● **AIM OF THE TASK**: Pick out each line of the material below that contains the word "blurred", and copy those lines out.

● **GIVEN RECORDS**:
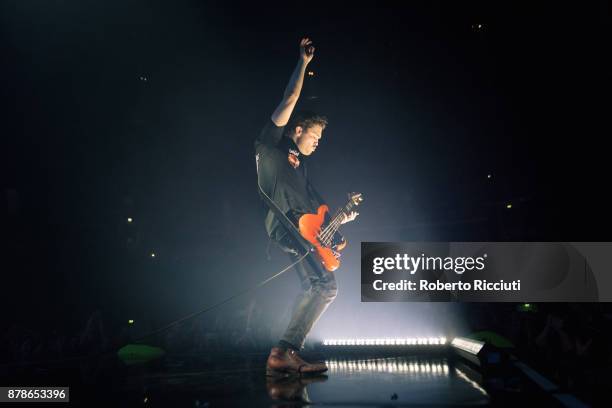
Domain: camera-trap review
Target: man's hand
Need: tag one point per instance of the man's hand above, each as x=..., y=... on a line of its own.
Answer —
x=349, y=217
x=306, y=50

--

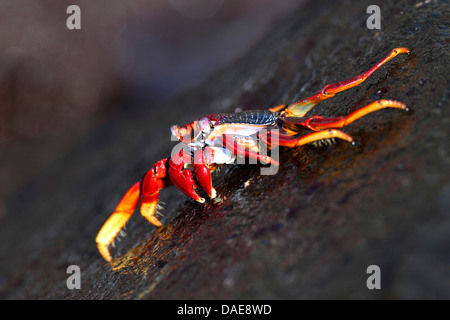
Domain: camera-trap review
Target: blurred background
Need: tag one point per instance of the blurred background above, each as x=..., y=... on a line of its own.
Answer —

● **EXERCISE OUTPUT**:
Target: blurred background
Need: tag one point per instance of the blurred background above, each as x=..., y=... on a line of its own.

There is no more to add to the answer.